Mourad en interview : “Soprano a été d’une bienveillance exemplaire pendant notre session !”

À l’occasion de la sortie de son premier album Prémices, nous avons rencontré Mourad là où tout a commencé pour lui, au Vivier Opéra Cité à Marseille. Entretien exclusif sur aficia !

Là où beaucoup cherchent le petit truc pour faire du buzz, Mourad Tsimpou n’a pour l’heure toujours pas compris ce qu’il se passait pour lui. Filmé en train de jouer du Chopin au piano à l’hôpital de la Timone à Marseille, ce jeune autodidacte de 15 ans fait rapidement le tour de la toile. Il est remarqué par André Manoukian qui lui offre deux compositions pour son premier album Prémices qu’il vient tout juste de sortir. Celui qu’on surnomme le jeune prodige du piano vient également de collaborer avec Soprano. Une success story dont il est venu parler sur aficia…

Nous sommes donc allés à sa rencontre, directement au Vivier Opéra Cité, à Marseille, là où Mourad prend désormais des cours avec sa coach Marianne Suner. Celle-ci n’hésitera pas à prendre la parole pour épauler son jeune poulain, encore très jeune et pas forcément très à l’aise avec les questions. Cette interview a eu lieu juste après la rencontre entre Mourad et Soprano, sujet donc nous avons évidemment évoqué. Beaucoup de sourires, de fierté et d’espoir de la part du professeur en son élève. Entretien !

Matériel fourni:
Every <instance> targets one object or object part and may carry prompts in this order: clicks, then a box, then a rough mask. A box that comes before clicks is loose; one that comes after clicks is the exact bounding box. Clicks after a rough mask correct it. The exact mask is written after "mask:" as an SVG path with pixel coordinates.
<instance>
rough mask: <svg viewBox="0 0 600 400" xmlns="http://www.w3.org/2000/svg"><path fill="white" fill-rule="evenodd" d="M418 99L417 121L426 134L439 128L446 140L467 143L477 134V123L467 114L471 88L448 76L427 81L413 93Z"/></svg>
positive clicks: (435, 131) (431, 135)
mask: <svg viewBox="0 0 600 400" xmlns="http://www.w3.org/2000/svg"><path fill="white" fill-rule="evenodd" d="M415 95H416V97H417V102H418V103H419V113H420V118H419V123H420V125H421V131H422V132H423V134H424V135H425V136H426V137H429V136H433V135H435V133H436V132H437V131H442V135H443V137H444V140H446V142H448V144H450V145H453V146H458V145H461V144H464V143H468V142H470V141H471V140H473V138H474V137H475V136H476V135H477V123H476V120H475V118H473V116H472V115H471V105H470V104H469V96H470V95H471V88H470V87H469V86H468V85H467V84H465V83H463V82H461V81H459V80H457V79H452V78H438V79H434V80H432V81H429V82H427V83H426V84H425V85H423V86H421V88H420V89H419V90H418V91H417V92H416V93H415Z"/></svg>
...
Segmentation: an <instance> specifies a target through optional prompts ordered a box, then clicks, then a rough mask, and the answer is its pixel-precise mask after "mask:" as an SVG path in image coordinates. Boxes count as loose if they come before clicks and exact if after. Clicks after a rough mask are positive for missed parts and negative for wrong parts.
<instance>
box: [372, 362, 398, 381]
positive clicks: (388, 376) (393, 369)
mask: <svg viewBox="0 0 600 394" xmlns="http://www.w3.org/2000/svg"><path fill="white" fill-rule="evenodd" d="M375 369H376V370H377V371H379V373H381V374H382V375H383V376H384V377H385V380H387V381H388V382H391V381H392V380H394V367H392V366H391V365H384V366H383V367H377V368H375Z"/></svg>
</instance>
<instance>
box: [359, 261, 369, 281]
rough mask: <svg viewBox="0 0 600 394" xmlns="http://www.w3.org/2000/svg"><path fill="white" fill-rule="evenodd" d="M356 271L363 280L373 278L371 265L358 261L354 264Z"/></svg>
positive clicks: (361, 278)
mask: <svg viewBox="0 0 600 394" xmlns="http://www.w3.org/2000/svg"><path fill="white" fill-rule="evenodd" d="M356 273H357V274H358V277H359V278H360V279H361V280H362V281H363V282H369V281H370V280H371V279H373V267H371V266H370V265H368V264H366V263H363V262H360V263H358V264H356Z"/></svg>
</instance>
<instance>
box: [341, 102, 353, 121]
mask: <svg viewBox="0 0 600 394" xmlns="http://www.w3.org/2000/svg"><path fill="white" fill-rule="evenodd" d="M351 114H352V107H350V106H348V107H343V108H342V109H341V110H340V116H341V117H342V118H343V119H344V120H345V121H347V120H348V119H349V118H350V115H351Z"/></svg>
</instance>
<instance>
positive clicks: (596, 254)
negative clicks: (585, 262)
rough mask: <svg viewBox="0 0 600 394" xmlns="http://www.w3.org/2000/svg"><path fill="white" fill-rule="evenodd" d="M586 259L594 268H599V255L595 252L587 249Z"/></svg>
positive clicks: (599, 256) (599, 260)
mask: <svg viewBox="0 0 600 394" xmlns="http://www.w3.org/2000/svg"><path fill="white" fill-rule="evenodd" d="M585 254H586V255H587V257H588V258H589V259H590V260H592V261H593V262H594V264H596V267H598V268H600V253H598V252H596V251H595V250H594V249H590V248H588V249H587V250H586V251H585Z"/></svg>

Consigne 1:
Répondez d'après l'article sur Mourad :
(a) Quel âge a Mourad ?
(b) Qui lui offre deux compositions pour son premier album ?
(c) Comment s'appelle sa coach au Vivier Opéra Cité ?
Consigne 2: Extrayez de l'article sur Mourad, sans rien modifier, le passage qui va de « Nous sommes donc » jusqu'à « élève. Entretien ! ».
Le matériel fourni n'est pas requis pour répondre.

Résultat 1:
(a) 15 ans.
(b) André Manoukian.
(c) Marianne Suner.

Résultat 2:
Nous sommes donc allés à sa rencontre, directement au Vivier Opéra Cité, à Marseille, là où Mourad prend désormais des cours avec sa coach Marianne Suner. Celle-ci n’hésitera pas à prendre la parole pour épauler son jeune poulain, encore très jeune et pas forcément très à l’aise avec les questions. Cette interview a eu lieu juste après la rencontre entre Mourad et Soprano, sujet donc nous avons évidemment évoqué. Beaucoup de sourires, de fierté et d’espoir de la part du professeur en son élève. Entretien !